* **About this task**: Filter the records below down to lines containing "beak".

====== Information ======

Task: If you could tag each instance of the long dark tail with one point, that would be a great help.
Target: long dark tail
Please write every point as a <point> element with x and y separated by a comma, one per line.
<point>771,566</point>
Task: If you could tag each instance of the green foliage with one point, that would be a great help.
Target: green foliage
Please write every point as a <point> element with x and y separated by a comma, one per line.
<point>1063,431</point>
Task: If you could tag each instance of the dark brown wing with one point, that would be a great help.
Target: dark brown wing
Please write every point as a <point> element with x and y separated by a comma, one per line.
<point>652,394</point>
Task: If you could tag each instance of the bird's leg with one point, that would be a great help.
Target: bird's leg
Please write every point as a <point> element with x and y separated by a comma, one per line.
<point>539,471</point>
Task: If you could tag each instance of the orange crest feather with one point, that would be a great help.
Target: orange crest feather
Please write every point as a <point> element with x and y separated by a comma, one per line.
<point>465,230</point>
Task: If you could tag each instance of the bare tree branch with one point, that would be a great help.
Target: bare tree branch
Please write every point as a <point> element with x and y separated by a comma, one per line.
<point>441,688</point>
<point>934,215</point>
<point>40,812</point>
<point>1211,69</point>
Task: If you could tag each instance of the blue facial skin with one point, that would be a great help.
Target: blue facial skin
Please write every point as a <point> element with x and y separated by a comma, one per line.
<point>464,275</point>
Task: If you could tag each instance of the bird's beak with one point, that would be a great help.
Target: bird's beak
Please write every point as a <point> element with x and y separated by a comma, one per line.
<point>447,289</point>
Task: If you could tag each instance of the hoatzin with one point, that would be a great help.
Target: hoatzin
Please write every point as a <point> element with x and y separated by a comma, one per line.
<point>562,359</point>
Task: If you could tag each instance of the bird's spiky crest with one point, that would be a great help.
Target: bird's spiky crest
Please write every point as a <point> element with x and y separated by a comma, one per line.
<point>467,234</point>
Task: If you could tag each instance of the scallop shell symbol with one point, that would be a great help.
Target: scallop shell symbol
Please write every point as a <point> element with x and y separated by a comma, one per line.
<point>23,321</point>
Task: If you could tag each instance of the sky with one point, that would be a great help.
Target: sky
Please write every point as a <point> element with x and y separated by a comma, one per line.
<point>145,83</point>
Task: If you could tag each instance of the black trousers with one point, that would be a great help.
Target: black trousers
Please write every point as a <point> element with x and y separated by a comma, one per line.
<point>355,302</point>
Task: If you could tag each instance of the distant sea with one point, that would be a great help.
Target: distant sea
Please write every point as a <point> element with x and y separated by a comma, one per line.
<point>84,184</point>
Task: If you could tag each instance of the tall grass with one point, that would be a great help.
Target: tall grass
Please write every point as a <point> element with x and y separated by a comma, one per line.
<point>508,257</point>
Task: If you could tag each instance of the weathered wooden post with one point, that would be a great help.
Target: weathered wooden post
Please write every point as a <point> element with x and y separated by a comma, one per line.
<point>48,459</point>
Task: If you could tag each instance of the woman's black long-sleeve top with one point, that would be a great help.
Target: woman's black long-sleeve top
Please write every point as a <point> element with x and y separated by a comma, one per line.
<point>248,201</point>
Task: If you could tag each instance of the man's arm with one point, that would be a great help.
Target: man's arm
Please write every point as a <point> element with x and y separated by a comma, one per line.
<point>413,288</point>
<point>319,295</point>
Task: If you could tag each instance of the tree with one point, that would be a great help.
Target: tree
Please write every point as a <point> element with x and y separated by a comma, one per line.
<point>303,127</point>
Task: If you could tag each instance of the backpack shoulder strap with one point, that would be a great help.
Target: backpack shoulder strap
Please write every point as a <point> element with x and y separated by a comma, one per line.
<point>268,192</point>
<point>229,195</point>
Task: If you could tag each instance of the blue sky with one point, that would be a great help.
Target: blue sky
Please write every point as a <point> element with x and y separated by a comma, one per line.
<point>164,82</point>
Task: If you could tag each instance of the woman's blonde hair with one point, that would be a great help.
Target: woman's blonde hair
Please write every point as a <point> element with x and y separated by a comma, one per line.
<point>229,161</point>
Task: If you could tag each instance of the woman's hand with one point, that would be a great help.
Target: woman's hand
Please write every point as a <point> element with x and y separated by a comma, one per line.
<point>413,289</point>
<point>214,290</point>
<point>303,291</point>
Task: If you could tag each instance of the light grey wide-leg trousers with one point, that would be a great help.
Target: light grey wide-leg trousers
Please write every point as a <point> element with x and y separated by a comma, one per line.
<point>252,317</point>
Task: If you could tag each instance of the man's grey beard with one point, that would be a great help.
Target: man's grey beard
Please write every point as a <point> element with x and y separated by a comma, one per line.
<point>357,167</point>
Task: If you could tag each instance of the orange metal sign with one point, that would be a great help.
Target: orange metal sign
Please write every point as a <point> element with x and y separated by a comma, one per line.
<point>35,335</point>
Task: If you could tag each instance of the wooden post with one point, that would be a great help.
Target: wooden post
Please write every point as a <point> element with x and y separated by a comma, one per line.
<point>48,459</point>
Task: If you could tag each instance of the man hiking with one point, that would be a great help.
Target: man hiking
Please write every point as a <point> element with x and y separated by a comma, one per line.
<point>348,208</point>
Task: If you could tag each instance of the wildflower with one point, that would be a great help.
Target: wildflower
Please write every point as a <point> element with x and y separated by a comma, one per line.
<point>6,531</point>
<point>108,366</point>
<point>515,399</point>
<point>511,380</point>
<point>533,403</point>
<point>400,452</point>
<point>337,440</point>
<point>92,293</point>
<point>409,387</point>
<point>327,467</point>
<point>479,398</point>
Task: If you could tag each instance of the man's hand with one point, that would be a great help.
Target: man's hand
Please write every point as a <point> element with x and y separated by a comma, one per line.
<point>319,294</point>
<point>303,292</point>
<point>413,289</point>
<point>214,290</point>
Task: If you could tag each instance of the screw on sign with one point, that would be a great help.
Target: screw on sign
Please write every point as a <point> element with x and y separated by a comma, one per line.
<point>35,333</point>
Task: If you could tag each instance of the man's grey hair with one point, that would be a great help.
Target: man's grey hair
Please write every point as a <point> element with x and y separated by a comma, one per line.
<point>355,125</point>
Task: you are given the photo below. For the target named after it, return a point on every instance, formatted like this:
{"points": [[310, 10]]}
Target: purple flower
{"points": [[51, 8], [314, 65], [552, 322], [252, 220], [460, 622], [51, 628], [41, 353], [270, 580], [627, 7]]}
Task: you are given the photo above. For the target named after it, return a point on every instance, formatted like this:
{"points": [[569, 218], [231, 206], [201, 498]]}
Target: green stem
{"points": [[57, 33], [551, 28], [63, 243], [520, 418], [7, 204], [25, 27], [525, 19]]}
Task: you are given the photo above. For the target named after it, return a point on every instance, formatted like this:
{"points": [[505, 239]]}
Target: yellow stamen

======

* **Solution to the exercise**:
Task: If you could tag each instance of the bird's beak with one point, that would be a great help.
Target: bird's beak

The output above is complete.